### THE PROBLEM
Output the records. Match them exactly.

### SOURCE RECORDS
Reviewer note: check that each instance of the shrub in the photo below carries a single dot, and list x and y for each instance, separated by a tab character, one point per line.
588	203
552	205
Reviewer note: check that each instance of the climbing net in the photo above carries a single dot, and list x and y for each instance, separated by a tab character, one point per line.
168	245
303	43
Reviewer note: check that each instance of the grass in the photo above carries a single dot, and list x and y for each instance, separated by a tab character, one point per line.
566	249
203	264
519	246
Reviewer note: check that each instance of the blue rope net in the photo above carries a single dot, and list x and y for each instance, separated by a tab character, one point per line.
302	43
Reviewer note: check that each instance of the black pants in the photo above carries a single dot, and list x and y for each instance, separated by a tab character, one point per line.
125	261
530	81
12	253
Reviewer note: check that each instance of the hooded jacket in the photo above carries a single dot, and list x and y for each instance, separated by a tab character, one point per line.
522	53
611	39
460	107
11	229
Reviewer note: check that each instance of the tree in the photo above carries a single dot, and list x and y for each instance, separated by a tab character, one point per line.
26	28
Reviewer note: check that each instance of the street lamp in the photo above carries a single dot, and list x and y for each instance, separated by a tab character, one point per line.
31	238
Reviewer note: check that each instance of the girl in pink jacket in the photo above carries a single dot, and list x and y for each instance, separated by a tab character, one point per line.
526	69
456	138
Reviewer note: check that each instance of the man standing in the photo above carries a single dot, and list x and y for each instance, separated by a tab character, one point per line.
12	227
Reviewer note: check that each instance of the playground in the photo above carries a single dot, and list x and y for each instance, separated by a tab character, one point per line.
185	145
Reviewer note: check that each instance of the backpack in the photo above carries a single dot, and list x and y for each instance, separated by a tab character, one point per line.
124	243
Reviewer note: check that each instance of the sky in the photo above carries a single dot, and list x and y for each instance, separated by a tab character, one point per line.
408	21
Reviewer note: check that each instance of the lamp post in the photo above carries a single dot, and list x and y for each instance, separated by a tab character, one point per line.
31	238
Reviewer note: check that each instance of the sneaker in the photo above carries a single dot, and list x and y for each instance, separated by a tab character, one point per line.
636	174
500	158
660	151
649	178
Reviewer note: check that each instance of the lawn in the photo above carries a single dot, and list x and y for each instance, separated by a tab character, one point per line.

### ANSWER TO THIS TASK
Reviewer note: check that each instance of the shrub in the photo below carries a single dot, and list x and y for each instance, separated by a tab character, one point per line.
588	203
552	205
Reviewer note: check that each instance of the climbing net in the photo above carries a single dot, and list x and y for each instance, separated by a tab character, one point per line.
168	245
303	43
Reviewer note: check that each instance of the grass in the photo above carries a single dot, and list x and y for each instance, separated by a tab character, one point per line.
566	249
203	264
519	246
Reviewer note: check that each instance of the blue rope net in the photo above carries a single dot, and list x and y for each instance, separated by a tab character, one point per line.
302	43
Reviewer note: check that each instance of the black pants in the photo above carries a single dot, and list x and y for each instance, separated by a tab character, one point per line.
125	261
530	81
12	253
Reviewer note: check that each instance of the hooded jacket in the photo above carries a single dot, and list x and y for each instance, separated by a tab character, one point per line.
522	53
611	39
460	107
11	229
Reviewer note: check that each instance of the tree in the photo above carries a single dot, and list x and y for each instance, separated by a tab character, one point per line.
26	28
Reviewer note: check that each instance of the street lamp in the photo above carries a single dot, and list x and y for each instance, separated by a tab character, one point per line.
31	238
Reviewer note: check that each instance of the girl in pink jacket in the photo above carries a single dot, and list x and y for each instance, separated by a tab character, one point per line.
526	69
456	138
Reviewer note: check that each instance of the man standing in the photo above carries a single dot, and list x and y for each instance, separated by a tab character, one point per line.
12	227
Reviewer note: check that each instance of the playground in the photo above carries a single dot, and list x and y for each instance, separated by a tab character, one point per line.
185	145
Reviewer note: check that each instance of the backpack in the photo above carries a single dot, and list x and y for each instance, separated by a tab character, one point per line.
124	243
Reviewer note: check that each instance of the sky in the photo above carries a single dot, and list x and y for each instance, separated by a tab character, one point per line.
408	21
Reviewer note: check that each instance of the lamp post in the photo above carries a single dot, and list x and y for each instance, separated by a tab character, one point per line.
31	238
Reviewer note: check that each instance of the sneaker in the photo above carries a single dot, and list x and y for each instance, separated by a tab character, one point per line.
636	174
500	158
660	151
649	178
Reviewer note: check that each instance of the lawn in the photo above carries a single dot, and list x and y for each instance, separated by a tab character, one point per line.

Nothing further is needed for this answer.